- [TEXT EXTRACT]:
━━━━

MAS6396: NONCOMMUTATIVE GEOMETRY

Important announcements

• The LAST lecture of MAS6396 will take place on March 27.

• The first lecture of MAS6396 will take place on January 15 (instead of January 8).

Topics

• Hopf algebras and perturbative renormalization
• The Connes-Kreimer theory
• Feynman motives
• Equisingular connections and the Riemann-Hilbert correspondence
• Noncommutative spectral manifolds, real structures
• Finite geometries: moduli spaces
• The Standard Model of elementary particles
• The spectral action and the Standard Model
• Quantum Statistical Mechanics and KMS states
• The Bost-Connes system
• The GL(2)-system and modular functions
• Quantum Statistical Mechanics of Shimura varieties
• Quantum Statistical Mechanics and imaginary quadratic fields
• Quantum Statistical Mechanics over function fields
• Noncommutative tori with real multiplication
• The Riemann zeta function and quantum mechanics
• Adeles, ideles and gauge theory
• Endomotives
• The dual system and Quantum Statistical Mechanics
• Frobenius and scaling
• The spectral realization
• The Weil explicit formula as a trace formula
• The Weil proof and the adeles class space
• Quantum Gravity and Number Theory: analogies

Lectures

• Lecture 1: Jan 15, 2008 General overview
• Lecture 2: January 17, 2008 Feynman graphs and Feynman rules
• Lecture 3: January 22, 2008 Schwinger parameters, dimensional regularization, Feynman trick, graph hypersurfaces, BPHZ renormalization
• Lecture 4: January 24, 2008 Affine group schemes and Hopf algebras, the Connes-Kreimer Hopf algebra, Lie algebra
• Lectures 5 and 6: January 28 and 31, 2008 Birkhoff factorization in Lie groups, BPHZ as a Birkhoff factorization, the renormalization group and the beta function
• Lecture 7: February 5, 2008 The renormalization group, Gross-'t Hooft relations (counterterms and beta function), time-ordered exponential and differential equations, connections: gauge equivalence and Birkhoff factorization
• Lecture 8: February 7, 2008 From time ordered exponentials to differential systems, gauge equivalence and Birkhoff factorization, flat equisingular connections, flat equisingular vector bundles and W-equivalent connections, the universal group U* and the renormalization group
• Lecture 9: February 12, 2008 Tannakian category of flat equisingular vector bundle, equivalence with the category of representations of the universal affine group scheme U^*, generators of Lie(U) and beta functions
• Lecture 10: February 14, 2008 Introduction to spectral triples in noncommutative geometry, real structures, Morita equivalence and inner fluctuations, the Left-Right symmetric algebra
• Lecture 11: February 19, 2008 Odd bimodules, representations of the left-right symmetric algebra, generations and particles as basis elements, real structure and grading, KO-dimension and metric dimension
• Lecture 12: February 21, 2008 Dirac operator and the order-one condition: subalgebra, action of the subalgebra on the fermions, hypercharges of fermions, classification of Dirac operators
• Lecture 13: February 26, 2008 Moduli space of Dirac operators: CKM and PMNS matrices, Majorana mass terms for right handed neutrinos
• Lecture 14: February 28, 2008 Inner fluctuations and the SM bosons, the spectral action and the asymptotic expansion, bosonic part of the SM Lagrangian
• Lecture 15: March 4, 2008 The spectral action and YM coupled to gravity, the fermionic part of the action, gravity coupled to matter, normalization of kinetic terms and merging of the gauge coupling constants, mass relation at unification, top quark and Higgs masses via the renormalization group equation
• Lecture 16: March 6, 2008 Quantum Statistical Mechanics: algebra of observables, time evolution, Hamiltonian, states, equilibrium states, KMS condition
• March 10-14: Spring Break
• Lecture 17: March 18, 2008 Adeles and ideles, Q-lattices, commensurability relation, the Bost-Connes algebra and its time evolution
• Lecture 18 and 19: March 20 and 25, 2008 KMS states of the Bost-Connes system, 2-dimensional Q-lattices and their quantum statistical mechanics.

━━━━

- [COLLECTED MATERIAL]:
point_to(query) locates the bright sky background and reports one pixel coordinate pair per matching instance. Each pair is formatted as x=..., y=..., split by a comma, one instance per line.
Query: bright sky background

━━━━

- [GIVEN TASK 1]: Write out the course page word for word, everything from "Important announcements" down to "of January 8).".
- [GIVEN TASK 2]:
Answer these questions from the course page:
(a) On what date will the last lecture take place?
(b) Which dates does the page give for Spring Break?
(c) On what date was Lecture 2 held?
The listing has no connection to the noncommutative geometry course page.

- [FINAL RESULT 1]:
Important announcements

• The LAST lecture of MAS6396 will take place on March 27.

• The first lecture of MAS6396 will take place on January 15 (instead of January 8).

- [FINAL RESULT 2]:
(a) March 27
(b) March 10-14
(c) January 17, 2008